→ **Selected extract**:
++++++++++
This federal income tax summary is based in part on the advice of counsel to the Fund. The Internal Revenue Service could disagree with any conclusions set forth in this section. In addition, counsel to the Fund was not asked to review, and has not reached a conclusion with respect to, the federal income tax treatment of the assets to be included in the Fund. This may not be sufficient for you to use as the purpose of avoiding penalties under federal tax law.

 

As with any investment, you should seek advice based on your individual circumstances from your own tax advisor.

 

The Fund intends to qualify as a “regulated investment company” under the federal tax laws. If the Fund qualifies as a regulated investment company and distributes its income as required by the tax law, the Fund generally will not pay federal income taxes.

 

As with any investment, you should consider how your investment in Shares will be taxed. The tax information in this prospectus is provided as general information only. You should consult your own tax advisor about the tax consequences of an investment in Shares.
++++++++++
→ **Work order A**:
According to the tax summary, what does the Fund intend to qualify as under the federal tax laws?
→ **Work order B**:
Reproduce the tax summary word for word from "This federal income" to "federal tax law.".
++++++++++
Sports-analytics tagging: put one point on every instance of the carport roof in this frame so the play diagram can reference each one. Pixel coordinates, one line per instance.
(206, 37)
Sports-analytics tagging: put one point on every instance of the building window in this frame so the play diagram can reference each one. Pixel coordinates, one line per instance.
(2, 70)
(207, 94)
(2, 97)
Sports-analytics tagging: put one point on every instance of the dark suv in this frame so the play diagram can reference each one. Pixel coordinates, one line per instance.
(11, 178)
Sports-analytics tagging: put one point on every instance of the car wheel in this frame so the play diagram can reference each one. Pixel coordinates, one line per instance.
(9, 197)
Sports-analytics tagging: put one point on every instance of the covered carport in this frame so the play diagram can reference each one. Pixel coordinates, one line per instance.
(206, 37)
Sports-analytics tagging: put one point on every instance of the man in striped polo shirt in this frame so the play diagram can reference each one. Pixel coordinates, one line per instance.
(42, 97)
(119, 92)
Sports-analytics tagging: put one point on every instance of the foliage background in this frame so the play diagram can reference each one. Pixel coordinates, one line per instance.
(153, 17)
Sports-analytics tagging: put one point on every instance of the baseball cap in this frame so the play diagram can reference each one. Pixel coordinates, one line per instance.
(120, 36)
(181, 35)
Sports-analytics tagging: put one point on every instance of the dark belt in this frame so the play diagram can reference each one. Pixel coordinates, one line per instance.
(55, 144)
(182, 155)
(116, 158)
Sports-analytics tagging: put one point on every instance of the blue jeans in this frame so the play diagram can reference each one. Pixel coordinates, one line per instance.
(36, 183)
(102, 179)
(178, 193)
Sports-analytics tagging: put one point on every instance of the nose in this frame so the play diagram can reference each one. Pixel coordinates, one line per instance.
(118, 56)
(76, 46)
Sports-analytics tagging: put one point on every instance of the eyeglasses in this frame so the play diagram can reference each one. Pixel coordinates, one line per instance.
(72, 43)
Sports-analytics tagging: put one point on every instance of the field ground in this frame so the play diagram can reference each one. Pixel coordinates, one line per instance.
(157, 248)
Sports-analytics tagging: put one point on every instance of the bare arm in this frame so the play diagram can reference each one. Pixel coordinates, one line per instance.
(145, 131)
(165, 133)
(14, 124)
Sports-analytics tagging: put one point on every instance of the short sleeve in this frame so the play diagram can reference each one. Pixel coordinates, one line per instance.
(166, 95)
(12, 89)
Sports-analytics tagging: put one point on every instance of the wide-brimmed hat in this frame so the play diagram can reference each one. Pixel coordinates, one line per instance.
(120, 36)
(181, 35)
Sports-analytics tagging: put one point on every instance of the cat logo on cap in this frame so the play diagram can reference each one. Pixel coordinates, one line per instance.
++++++++++
→ **Written solution A**:
A regulated investment company.

→ **Written solution B**:
This federal income tax summary is based in part on the advice of counsel to the Fund. The Internal Revenue Service could disagree with any conclusions set forth in this section. In addition, counsel to the Fund was not asked to review, and has not reached a conclusion with respect to, the federal income tax treatment of the assets to be included in the Fund. This may not be sufficient for you to use as the purpose of avoiding penalties under federal tax law.